- [Brief A]:
Answer these questions from the press release on the Medi-Cal fraud sentencing:
(i) Which judge sentenced Ron Martin?
(ii) In what year did the Bureau of Medi-Cal Fraud and Elder Abuse begin its investigation?
(iii) How many clinical labs did the crime ring use?
- [Brief B]: Recast the paragraph in the press release on the Medi-Cal fraud sentencing that begins "The crime ring used more than 15 clinical labs" as a concise bulleted list that keeps its main facts.
- [Brief C]: Extend the press release on the Medi-Cal fraud sentencing beyond its final sentence.

- [Text under study]:
Attorney General Lockyer Obtains Sentence in Massive Medi-Cal Fraud Crime Ring Case

Total Punishment for Multiple Defendants Now Stands at 63 Years in Prison

Friday, September 3, 2004
Contact: (916) 210-6000, agpressoffice@doj.ca.gov

(SANTA ANA) – Attorney General Bill Lockyer today announced a co-defendant in one of the state's largest Medi-Cal fraud cases was sentenced to eight years in prison by Orange County Superior Court Judge Kazuhiru Makino. Ron Martin, 46, of New York, also was ordered to pay $2.5 million to the California Medi-Cal program and $17,212 to the California Franchise Tax Board.

"My office will continue to aggressively prosecute those who cheat the system that 6.8 million Californians depend on as their only source of critical health care," Lockyer said.

With Martin's sentencing, the Attorney General's Office has obtained prison sentences of 63 years and four months and restitution to Medi-Cal of more than $8.28 million for 10 co-defendants in the massive, multi-state Medi-Cal and Medicare fraud case.

The Attorney General's Bureau of Medi-cal Fraud and Elder Abuse (BMFEA) in 1999 began an investigation into a complex scheme suspected of defrauding the state Medi-Cal system of more than $20 million.

The crime ring used more than 15 clinical labs in Los Angeles, Orange and Riverside counties to illegally bill government health programs for tests that were never authorized by doctors, and not performed. Medical clinic employees were paid to draw excess blood from unsuspecting patients, and other blood was purchased from runaway children, homeless individuals and drug addicts. The blood was tested at the labs controlled by Surinder Singh Panshi, the ringleader, who billed Medi-Cal using confidential patient information he stole and shared with sister labs his syndicate controlled. The scheme involved the theft of doctors' identities to create false records showing the physicians authorized the labs to perform the tests. Panshi's ring also fostered a black market for blood and stolen identities he obtained.

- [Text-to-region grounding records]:

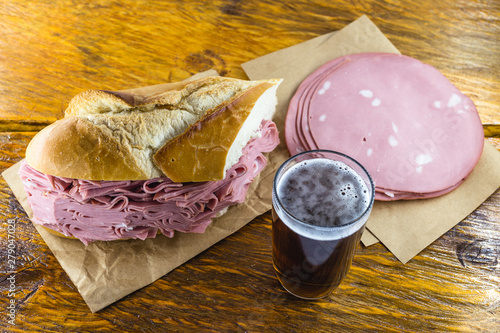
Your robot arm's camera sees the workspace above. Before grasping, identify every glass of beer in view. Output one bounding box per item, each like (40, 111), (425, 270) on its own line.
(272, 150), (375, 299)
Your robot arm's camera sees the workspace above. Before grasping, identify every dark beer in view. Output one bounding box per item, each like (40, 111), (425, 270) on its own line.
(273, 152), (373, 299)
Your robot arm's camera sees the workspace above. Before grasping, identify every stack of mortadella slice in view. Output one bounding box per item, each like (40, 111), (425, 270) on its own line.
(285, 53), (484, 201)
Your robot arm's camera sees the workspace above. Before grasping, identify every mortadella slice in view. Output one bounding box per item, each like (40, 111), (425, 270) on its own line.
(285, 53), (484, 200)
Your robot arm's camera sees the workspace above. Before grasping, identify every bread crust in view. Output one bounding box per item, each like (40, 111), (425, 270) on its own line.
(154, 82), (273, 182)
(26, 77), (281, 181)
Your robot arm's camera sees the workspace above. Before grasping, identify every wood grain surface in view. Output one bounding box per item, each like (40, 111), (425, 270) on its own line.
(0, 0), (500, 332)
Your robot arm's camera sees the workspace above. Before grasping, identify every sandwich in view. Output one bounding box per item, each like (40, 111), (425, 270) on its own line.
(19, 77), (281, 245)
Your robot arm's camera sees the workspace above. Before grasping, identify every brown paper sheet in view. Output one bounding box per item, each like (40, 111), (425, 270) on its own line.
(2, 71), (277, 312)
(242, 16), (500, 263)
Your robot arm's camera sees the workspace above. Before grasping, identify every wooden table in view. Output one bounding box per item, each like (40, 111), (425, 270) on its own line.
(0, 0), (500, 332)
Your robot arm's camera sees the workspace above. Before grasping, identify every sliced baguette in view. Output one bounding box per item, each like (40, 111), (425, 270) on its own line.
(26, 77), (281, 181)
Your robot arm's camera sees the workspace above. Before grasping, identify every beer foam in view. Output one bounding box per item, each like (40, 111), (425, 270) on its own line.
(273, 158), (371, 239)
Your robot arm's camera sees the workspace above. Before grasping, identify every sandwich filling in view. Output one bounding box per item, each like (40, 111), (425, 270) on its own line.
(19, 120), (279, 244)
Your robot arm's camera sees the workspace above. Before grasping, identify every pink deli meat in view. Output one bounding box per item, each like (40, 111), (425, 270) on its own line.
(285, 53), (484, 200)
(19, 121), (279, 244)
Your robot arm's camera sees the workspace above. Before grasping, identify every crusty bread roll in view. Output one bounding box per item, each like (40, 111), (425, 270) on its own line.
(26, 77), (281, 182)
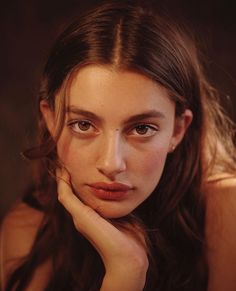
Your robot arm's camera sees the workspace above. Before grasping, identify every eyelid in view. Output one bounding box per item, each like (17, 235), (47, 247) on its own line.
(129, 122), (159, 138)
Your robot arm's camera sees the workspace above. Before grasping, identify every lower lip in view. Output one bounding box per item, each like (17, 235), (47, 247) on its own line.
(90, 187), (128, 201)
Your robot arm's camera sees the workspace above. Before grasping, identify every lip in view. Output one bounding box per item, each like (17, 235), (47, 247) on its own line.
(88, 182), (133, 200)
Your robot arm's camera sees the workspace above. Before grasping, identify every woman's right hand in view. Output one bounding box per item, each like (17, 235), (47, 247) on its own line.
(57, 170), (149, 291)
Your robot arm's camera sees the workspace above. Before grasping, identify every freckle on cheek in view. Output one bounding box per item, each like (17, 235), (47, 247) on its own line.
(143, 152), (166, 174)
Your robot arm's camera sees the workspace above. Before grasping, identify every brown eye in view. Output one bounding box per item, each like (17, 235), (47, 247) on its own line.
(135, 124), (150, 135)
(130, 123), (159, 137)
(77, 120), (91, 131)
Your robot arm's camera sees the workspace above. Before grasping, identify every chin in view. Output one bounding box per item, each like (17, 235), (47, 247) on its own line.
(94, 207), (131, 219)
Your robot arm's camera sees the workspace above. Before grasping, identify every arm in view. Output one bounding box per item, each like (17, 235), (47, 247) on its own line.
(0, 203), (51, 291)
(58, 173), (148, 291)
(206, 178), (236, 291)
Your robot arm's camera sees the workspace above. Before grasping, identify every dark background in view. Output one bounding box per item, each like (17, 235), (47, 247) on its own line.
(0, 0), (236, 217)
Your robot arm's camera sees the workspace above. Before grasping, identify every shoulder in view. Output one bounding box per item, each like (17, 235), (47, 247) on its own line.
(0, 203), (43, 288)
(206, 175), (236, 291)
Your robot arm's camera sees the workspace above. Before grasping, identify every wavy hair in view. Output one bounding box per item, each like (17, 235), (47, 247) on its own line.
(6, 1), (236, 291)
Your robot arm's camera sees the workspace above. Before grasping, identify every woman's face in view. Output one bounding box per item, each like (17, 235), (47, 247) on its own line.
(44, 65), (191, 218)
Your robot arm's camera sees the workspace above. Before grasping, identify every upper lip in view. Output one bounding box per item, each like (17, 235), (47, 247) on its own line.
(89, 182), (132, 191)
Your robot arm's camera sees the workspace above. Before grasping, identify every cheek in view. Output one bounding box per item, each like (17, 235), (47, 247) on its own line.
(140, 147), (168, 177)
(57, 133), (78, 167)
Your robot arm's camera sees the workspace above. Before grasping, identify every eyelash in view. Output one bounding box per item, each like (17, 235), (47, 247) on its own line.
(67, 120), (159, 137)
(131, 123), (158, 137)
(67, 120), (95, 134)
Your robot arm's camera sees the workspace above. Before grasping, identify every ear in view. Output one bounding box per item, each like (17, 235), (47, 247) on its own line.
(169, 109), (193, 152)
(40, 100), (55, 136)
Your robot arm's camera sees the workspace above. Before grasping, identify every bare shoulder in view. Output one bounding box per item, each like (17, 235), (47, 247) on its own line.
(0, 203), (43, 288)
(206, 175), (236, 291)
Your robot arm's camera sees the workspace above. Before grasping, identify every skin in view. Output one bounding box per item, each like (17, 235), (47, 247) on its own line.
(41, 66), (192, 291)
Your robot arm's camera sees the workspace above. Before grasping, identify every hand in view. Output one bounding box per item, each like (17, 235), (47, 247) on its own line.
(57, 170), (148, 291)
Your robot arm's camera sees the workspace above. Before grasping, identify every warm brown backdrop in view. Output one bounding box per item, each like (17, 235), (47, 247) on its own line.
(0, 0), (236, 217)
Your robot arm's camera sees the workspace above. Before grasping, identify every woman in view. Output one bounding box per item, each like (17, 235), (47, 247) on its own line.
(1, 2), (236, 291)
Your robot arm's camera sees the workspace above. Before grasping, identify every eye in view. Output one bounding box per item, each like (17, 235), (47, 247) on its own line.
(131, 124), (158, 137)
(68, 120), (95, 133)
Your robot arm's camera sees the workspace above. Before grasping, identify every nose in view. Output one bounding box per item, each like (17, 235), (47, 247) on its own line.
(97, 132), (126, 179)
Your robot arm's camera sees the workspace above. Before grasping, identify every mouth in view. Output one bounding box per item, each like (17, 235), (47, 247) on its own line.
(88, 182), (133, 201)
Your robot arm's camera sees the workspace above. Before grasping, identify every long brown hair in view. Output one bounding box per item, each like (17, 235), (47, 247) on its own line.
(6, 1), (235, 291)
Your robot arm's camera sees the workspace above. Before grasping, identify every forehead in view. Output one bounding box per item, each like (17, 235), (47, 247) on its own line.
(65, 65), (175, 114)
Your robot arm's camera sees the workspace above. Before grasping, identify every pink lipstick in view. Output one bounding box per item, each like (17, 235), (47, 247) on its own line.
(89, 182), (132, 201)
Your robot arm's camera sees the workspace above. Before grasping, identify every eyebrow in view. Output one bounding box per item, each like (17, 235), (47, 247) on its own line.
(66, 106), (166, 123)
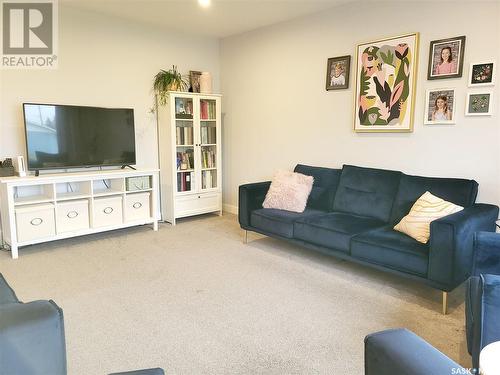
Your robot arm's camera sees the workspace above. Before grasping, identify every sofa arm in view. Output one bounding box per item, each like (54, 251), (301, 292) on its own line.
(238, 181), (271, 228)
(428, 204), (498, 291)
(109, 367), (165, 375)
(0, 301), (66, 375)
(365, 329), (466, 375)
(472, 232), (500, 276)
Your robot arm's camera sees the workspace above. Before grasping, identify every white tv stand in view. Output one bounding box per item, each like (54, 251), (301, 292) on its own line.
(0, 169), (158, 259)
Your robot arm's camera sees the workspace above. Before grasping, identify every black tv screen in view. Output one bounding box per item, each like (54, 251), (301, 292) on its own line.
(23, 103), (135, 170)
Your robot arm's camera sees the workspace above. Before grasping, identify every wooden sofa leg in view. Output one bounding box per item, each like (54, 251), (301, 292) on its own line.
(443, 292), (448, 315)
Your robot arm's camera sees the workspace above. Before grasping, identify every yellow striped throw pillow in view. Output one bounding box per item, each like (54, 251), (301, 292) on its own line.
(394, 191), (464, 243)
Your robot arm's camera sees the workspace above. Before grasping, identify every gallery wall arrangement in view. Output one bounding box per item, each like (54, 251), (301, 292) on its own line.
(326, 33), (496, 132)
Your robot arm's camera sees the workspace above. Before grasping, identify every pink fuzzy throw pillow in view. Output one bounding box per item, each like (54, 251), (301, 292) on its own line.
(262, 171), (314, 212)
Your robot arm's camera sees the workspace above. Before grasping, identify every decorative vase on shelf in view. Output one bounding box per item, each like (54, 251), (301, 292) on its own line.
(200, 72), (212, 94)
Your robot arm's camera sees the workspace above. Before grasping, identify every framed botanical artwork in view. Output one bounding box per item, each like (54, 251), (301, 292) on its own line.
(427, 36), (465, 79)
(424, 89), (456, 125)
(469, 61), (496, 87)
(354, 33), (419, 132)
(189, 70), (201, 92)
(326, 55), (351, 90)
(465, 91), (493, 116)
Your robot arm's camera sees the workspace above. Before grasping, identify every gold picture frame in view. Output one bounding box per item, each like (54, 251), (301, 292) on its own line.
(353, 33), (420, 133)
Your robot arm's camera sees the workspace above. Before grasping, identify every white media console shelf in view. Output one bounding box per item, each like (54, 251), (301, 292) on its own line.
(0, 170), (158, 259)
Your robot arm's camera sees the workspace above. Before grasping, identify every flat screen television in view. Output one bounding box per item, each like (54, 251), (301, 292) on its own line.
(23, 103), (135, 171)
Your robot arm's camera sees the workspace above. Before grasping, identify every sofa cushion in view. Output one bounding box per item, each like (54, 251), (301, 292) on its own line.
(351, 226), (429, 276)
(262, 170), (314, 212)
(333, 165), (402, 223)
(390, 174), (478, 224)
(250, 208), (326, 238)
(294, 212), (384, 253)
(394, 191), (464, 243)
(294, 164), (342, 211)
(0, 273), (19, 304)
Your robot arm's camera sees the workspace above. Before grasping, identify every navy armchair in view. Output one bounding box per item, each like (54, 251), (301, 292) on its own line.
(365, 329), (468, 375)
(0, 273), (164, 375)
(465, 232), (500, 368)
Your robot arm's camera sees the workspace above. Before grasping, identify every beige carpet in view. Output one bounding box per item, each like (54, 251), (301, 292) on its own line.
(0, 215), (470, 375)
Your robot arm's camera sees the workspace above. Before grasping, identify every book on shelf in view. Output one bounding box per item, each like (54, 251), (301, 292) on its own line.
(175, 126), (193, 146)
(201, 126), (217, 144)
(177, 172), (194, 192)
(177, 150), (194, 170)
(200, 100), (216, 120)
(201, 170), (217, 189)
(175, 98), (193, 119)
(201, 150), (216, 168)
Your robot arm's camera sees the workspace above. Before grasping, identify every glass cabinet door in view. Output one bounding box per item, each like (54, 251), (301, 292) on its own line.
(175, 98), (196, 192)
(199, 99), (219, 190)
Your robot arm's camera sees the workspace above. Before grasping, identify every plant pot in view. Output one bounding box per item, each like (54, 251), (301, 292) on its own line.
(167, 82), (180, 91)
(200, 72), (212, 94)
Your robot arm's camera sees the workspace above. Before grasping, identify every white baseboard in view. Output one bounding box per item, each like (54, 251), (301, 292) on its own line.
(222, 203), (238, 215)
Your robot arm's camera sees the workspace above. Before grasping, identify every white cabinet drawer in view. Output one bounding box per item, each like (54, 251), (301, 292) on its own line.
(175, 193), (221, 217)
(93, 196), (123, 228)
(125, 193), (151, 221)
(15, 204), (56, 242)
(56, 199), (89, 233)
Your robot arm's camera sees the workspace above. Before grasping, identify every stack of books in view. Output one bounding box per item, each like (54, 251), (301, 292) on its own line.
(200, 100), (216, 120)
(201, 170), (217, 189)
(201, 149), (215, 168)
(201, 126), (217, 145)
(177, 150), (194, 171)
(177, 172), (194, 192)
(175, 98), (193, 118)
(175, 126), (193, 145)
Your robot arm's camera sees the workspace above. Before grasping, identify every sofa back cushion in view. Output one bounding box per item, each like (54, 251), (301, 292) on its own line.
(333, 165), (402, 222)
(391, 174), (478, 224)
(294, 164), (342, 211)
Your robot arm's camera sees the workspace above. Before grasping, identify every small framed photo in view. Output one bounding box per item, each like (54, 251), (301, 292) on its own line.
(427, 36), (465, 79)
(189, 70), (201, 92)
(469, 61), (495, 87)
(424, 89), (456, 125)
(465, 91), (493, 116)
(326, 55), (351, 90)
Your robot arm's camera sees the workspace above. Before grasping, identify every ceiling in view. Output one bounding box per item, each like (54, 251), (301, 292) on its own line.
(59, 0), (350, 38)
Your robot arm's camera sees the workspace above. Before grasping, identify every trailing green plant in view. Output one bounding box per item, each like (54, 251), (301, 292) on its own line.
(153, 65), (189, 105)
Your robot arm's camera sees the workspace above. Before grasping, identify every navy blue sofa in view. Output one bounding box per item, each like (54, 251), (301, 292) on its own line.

- [Exercise output A]:
(i) Orange County Superior Court Judge Kazuhiru Makino.
(ii) 1999.
(iii) More than 15, in Los Angeles, Orange and Riverside counties.

- [Exercise output B]:
- The ring used more than 15 clinical labs in Los Angeles, Orange and Riverside counties to bill government health programs for tests that doctors never authorized and that were never performed.
- Medical clinic employees were paid to draw excess blood from unsuspecting patients.
- Other blood was bought from runaway children, homeless individuals and drug addicts.
- The blood was tested at labs controlled by the ringleader, Surinder Singh Panshi.
- Panshi billed Medi-Cal using stolen confidential patient information, which he shared with sister labs his syndicate controlled.
- Doctors' identities were stolen to create false records showing that physicians had authorized the tests.
- The ring fostered a black market for blood and stolen identities.

- [Exercise output C]:
Panshi was sentenced in September 2003 to 16 years in California prison. Co-defendant Tahi Sherani was sentenced in May 2004 to 18 years and eight months, a record sentence for Medi-Cal fraud in California. In all, 29 defendants were charged, including Muhammad Yasin, sentenced to eight years; Yasin's brother, Shazad Ahmed, 22, sentenced to three years; and a cousin, Saeed Ahmed, 35, sentenced to 16 months. Martin's nephew Raymond Gutierrez is scheduled for sentencing in December.

The scheme was uncovered through investigations begun independently in 1999 by BMFEA and the New Jersey Attorney General's Money Laundering Unit. The two state attorneys general worked closely for five years. Other agencies that assisted include the U.S. Department of Health and Human Services, Office of the Inspector General, which investigates Medicare fraud; and the California Franchise Tax Board, which has uncovered widespread tax evasion by the defendants.

Also assisting were: the Federal Bureau of Investigations, former Immigration and Naturalization Service,

U.S. State Department, California Department of Justice's Bureau of Investigations, California Department of Health Services' Laboratory Field Services and the Los Angeles County Sheriff's Office.

Also sentenced with Martin today were four corporations he oversaw. The corporations, all clinical laboratories, plead guilty to tax evasion and were ordered dissolved. They also were ordered to pay restitution to the Franchise Tax Board as follows:

  • SGV Family Medical Laboratory Inc., $103,621;
  • California Lab Access Inc., $111,359;
  • New Era Medical Laboratory Inc., $163,391;
  • Medical Diagnostic Laboratory Inc. $92,634.